__Task item__.
Only these lines should appear, exactly: the one containing "the white ceiling" and every line after it through the end of the material below.

__Entries provided__.

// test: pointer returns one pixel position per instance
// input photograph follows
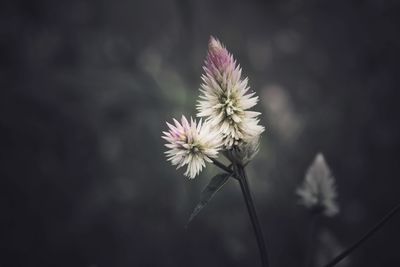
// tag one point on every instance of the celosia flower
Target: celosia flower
(318, 191)
(191, 144)
(225, 97)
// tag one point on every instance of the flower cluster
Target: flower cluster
(225, 100)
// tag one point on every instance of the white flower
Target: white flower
(191, 144)
(318, 191)
(225, 97)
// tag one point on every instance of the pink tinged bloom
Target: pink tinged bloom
(225, 99)
(191, 144)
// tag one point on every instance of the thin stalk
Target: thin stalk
(311, 240)
(253, 215)
(379, 225)
(223, 167)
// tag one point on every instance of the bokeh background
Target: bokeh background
(86, 88)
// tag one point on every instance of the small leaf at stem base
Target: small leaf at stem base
(207, 194)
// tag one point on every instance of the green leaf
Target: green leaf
(207, 194)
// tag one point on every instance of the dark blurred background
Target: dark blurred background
(86, 88)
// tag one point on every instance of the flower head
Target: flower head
(225, 97)
(244, 152)
(191, 144)
(318, 191)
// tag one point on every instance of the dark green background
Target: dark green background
(86, 88)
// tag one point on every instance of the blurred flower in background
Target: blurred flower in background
(318, 191)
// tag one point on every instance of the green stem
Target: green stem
(223, 167)
(379, 225)
(253, 215)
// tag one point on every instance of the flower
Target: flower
(225, 97)
(191, 144)
(318, 191)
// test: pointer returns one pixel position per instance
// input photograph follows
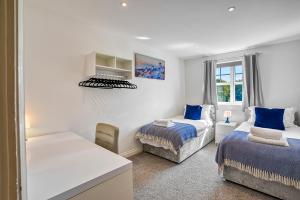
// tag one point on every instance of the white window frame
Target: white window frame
(232, 86)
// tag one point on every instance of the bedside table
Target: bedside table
(223, 129)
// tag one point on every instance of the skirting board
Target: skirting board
(131, 152)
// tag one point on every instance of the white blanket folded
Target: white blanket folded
(266, 133)
(281, 142)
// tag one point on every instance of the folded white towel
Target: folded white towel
(266, 133)
(170, 124)
(281, 142)
(163, 121)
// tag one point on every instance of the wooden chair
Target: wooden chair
(107, 136)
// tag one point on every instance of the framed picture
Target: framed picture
(148, 67)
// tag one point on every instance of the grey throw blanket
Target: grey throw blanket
(177, 134)
(283, 161)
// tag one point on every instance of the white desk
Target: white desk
(66, 166)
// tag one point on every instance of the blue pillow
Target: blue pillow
(269, 118)
(193, 112)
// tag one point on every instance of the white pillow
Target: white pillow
(288, 116)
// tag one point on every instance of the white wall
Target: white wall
(55, 46)
(280, 70)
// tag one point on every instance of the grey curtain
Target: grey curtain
(253, 95)
(209, 90)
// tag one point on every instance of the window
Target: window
(229, 81)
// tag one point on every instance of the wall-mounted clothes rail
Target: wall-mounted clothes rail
(97, 82)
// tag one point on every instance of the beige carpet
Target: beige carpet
(195, 179)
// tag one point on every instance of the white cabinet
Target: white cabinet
(223, 129)
(98, 63)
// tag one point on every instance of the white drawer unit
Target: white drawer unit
(223, 129)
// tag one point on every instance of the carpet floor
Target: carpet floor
(155, 178)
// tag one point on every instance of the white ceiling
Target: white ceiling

__Expected answer__.
// tag one point on every instance of the white ceiling
Target: white ceiling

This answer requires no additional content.